Start of Material shown
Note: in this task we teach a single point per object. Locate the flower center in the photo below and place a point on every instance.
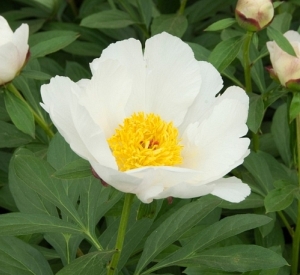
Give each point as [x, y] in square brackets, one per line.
[145, 140]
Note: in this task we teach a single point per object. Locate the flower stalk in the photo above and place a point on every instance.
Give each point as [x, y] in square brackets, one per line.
[248, 83]
[112, 267]
[39, 120]
[247, 65]
[296, 239]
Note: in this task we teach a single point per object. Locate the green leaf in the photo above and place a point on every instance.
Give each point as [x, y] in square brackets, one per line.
[11, 137]
[221, 24]
[281, 41]
[27, 200]
[35, 75]
[172, 23]
[201, 53]
[95, 201]
[174, 226]
[49, 42]
[110, 19]
[14, 224]
[240, 258]
[17, 257]
[77, 169]
[147, 210]
[252, 201]
[280, 198]
[83, 48]
[92, 263]
[282, 21]
[225, 52]
[256, 112]
[257, 165]
[36, 174]
[20, 113]
[281, 133]
[211, 235]
[295, 106]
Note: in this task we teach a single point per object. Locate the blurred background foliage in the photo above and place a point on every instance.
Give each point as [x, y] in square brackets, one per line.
[65, 36]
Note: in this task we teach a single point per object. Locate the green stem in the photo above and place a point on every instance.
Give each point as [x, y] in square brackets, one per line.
[182, 7]
[296, 239]
[112, 267]
[286, 223]
[112, 4]
[94, 241]
[247, 65]
[39, 120]
[248, 82]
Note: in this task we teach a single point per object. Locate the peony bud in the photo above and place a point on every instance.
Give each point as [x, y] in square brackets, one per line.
[285, 66]
[13, 50]
[254, 15]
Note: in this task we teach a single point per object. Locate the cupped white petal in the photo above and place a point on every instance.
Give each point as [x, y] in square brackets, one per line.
[211, 84]
[9, 63]
[130, 55]
[6, 33]
[214, 145]
[60, 98]
[20, 40]
[173, 77]
[230, 189]
[107, 94]
[292, 36]
[93, 137]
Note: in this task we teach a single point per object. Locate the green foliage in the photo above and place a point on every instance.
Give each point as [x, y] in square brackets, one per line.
[57, 218]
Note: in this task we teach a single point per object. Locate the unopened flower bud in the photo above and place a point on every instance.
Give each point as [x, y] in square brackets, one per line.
[13, 50]
[254, 15]
[285, 66]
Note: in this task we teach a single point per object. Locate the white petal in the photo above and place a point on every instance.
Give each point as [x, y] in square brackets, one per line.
[107, 94]
[230, 189]
[130, 55]
[173, 77]
[9, 63]
[93, 137]
[292, 36]
[60, 97]
[211, 84]
[6, 33]
[213, 146]
[20, 40]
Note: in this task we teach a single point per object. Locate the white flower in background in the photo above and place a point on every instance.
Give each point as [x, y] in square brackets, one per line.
[285, 66]
[13, 50]
[254, 15]
[150, 124]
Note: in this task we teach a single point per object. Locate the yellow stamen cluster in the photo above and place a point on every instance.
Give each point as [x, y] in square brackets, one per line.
[145, 140]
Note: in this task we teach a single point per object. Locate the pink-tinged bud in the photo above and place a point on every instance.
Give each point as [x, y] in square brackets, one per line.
[286, 67]
[170, 200]
[13, 50]
[254, 15]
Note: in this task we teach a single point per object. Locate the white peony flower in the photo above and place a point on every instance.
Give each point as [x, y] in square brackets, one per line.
[254, 15]
[285, 66]
[13, 50]
[150, 124]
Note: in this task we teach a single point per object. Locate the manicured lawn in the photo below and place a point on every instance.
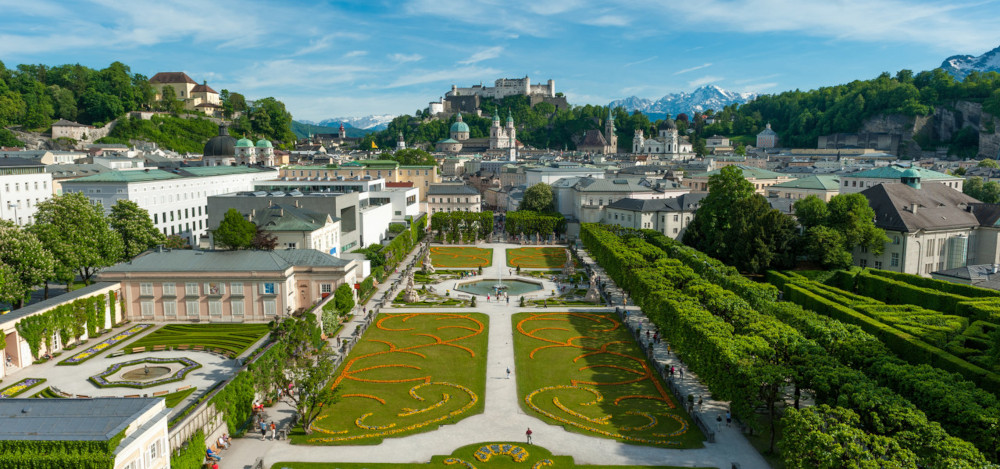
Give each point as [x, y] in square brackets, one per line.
[498, 455]
[537, 258]
[584, 371]
[461, 257]
[410, 373]
[232, 338]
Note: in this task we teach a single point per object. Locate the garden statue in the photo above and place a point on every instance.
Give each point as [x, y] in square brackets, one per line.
[592, 293]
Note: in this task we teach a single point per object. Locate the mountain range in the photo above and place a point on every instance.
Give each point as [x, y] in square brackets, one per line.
[960, 65]
[372, 122]
[705, 97]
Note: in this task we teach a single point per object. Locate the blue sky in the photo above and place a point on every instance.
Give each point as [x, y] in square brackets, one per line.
[352, 58]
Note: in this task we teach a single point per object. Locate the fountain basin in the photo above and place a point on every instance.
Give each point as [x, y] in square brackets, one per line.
[514, 287]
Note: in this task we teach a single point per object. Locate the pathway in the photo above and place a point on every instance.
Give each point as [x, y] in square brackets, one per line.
[502, 418]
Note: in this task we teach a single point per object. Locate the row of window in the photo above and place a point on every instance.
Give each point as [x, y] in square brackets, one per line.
[17, 186]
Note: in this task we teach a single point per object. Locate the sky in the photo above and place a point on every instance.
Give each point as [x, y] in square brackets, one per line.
[355, 58]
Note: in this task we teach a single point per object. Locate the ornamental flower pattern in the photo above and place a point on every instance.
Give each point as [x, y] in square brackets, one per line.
[98, 348]
[101, 379]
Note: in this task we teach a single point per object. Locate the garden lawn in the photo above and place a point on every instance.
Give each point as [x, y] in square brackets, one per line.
[537, 258]
[497, 455]
[461, 257]
[410, 373]
[234, 339]
[584, 371]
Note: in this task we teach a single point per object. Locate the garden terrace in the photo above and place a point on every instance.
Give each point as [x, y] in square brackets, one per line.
[232, 339]
[410, 373]
[584, 371]
[461, 257]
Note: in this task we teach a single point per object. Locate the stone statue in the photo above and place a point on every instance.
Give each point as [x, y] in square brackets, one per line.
[410, 295]
[592, 293]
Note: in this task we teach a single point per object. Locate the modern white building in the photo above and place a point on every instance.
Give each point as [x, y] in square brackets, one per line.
[176, 200]
[142, 420]
[23, 185]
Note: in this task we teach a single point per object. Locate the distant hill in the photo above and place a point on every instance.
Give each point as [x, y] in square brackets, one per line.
[706, 97]
[303, 129]
[960, 65]
[372, 122]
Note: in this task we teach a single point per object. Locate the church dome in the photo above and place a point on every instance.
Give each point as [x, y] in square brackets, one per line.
[459, 126]
[220, 145]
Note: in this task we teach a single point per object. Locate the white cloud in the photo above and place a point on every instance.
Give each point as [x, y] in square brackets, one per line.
[404, 58]
[460, 74]
[686, 70]
[484, 54]
[703, 81]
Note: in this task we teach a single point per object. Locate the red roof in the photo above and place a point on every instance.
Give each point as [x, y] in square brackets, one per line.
[172, 77]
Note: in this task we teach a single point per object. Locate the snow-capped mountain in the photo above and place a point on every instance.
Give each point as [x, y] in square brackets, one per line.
[373, 122]
[960, 65]
[706, 97]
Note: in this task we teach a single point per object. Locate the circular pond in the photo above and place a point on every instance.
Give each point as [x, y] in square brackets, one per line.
[489, 287]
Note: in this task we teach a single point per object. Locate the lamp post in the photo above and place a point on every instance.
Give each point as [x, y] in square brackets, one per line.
[15, 206]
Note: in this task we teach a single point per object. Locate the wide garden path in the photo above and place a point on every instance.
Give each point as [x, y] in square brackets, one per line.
[502, 419]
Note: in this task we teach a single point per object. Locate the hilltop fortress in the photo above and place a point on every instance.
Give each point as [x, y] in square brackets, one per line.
[468, 99]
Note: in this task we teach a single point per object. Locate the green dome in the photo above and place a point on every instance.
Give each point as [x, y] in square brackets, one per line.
[459, 127]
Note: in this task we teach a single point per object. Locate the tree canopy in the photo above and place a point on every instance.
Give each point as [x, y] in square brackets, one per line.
[234, 231]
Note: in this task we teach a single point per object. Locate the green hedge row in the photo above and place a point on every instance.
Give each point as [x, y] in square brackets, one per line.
[694, 328]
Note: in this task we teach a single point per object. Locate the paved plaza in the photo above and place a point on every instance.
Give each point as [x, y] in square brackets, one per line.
[503, 419]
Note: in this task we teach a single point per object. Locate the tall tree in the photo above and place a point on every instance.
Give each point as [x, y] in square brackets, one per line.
[29, 263]
[234, 231]
[538, 198]
[78, 234]
[136, 229]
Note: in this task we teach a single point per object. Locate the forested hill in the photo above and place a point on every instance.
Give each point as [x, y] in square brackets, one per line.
[32, 97]
[798, 116]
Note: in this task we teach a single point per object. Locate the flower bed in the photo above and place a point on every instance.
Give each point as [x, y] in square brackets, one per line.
[101, 381]
[104, 345]
[20, 387]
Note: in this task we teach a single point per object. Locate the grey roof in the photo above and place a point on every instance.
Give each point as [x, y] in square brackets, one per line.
[451, 189]
[69, 419]
[40, 306]
[938, 207]
[226, 261]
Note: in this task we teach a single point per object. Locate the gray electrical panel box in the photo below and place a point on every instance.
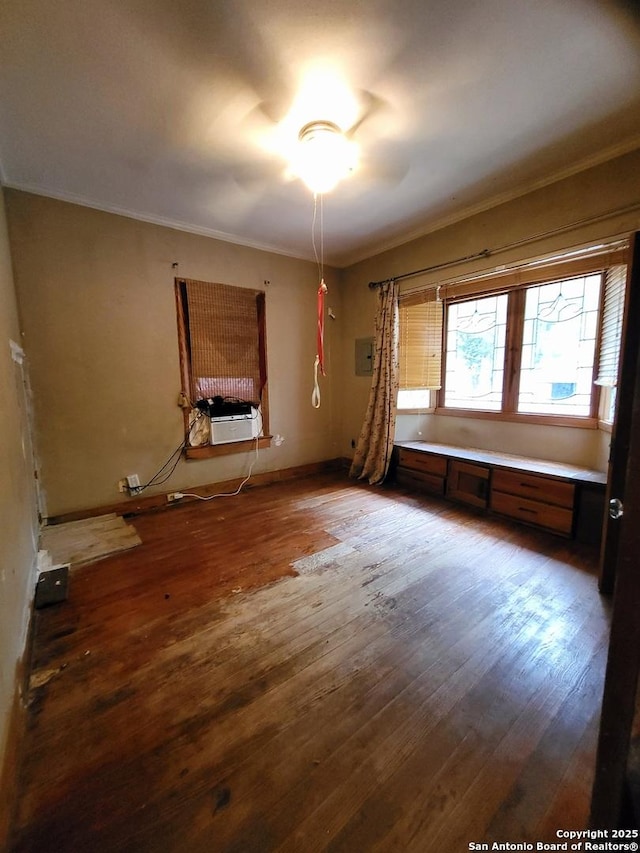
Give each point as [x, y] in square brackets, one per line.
[364, 356]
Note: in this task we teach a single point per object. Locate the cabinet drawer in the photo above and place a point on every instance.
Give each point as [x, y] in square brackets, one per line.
[422, 462]
[468, 483]
[544, 515]
[430, 483]
[536, 488]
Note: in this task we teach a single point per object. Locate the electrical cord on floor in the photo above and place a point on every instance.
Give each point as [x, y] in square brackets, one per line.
[175, 458]
[179, 495]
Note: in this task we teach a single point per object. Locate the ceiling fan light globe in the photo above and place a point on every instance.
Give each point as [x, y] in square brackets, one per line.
[324, 156]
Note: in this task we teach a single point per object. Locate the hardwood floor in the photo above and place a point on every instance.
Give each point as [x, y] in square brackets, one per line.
[429, 677]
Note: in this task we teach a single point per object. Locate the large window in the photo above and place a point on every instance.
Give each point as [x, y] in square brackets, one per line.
[420, 352]
[530, 351]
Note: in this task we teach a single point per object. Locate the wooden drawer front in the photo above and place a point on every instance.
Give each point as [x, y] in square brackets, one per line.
[417, 480]
[536, 488]
[544, 515]
[468, 483]
[425, 462]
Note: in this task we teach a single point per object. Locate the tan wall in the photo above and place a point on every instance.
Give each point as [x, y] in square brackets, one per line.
[586, 208]
[18, 543]
[97, 302]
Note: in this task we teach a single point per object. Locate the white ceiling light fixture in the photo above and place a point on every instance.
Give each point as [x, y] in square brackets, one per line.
[324, 156]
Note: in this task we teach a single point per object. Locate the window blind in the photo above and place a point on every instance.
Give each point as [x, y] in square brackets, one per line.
[611, 334]
[224, 340]
[420, 347]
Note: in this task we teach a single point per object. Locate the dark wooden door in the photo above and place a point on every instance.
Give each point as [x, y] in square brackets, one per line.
[621, 573]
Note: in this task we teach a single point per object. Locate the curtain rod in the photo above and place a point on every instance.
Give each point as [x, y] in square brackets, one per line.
[485, 253]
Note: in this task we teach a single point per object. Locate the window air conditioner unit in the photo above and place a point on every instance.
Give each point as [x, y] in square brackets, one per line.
[228, 428]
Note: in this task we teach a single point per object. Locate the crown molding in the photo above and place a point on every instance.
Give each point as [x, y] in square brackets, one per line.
[611, 153]
[165, 222]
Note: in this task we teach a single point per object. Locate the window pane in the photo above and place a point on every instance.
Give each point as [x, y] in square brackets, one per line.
[475, 353]
[414, 398]
[556, 375]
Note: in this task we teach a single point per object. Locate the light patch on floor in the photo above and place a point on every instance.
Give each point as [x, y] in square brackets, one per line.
[324, 558]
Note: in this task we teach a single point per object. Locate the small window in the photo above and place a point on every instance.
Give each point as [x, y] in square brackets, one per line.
[221, 331]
End of Material shown
Aim | Nothing but the lines from the line with "the window blind" to the last line of the listing above should appear; please retype them exactly, both ends included.

Written solution |
Note: in this task we teach a single point per object. Locate the window blind in the photo above and place a point on every instance.
Give each point as [x, y] in square brackets, one per line.
[611, 334]
[224, 340]
[420, 347]
Note: in this task we teach a single point per object. Locate the dark wooden door in the photo above and place a point on every instance.
Give each point as [x, y] in square brackets, one per line.
[621, 573]
Note: in this task we teach a single point per object. Locate the curtain rod in the photo above and place a point on every instance.
Give each point as [x, y] in square brackets, one per line.
[485, 253]
Note: in this task we teach a single point per object. Locate the window air conditioner unit in the photo above and place a point on every instance.
Give each point as [x, y] in square brackets, one per line.
[228, 428]
Note: in this task we teach a single point per object. Locate the crown molding in the photo above and place a point on every instance.
Give each point as [x, y] in square brackets, one per line.
[611, 153]
[165, 222]
Note: in this task we teach a single point per object. Locate the window pane in the photo above and place a point on every instance.
Give each point as [x, y] in square brackets, one per line.
[475, 353]
[414, 398]
[556, 375]
Note: in this task we teach a single point per object. Locate the light patch on floor in the photo above and place a point on every instance.
Give each point as [x, y] in square brackets, one per line.
[324, 558]
Note: in this task we teach a single point per object. Locate the small window in the photo above and place a point on every instance.
Give each point as [x, y] in square brackets, one per line.
[221, 331]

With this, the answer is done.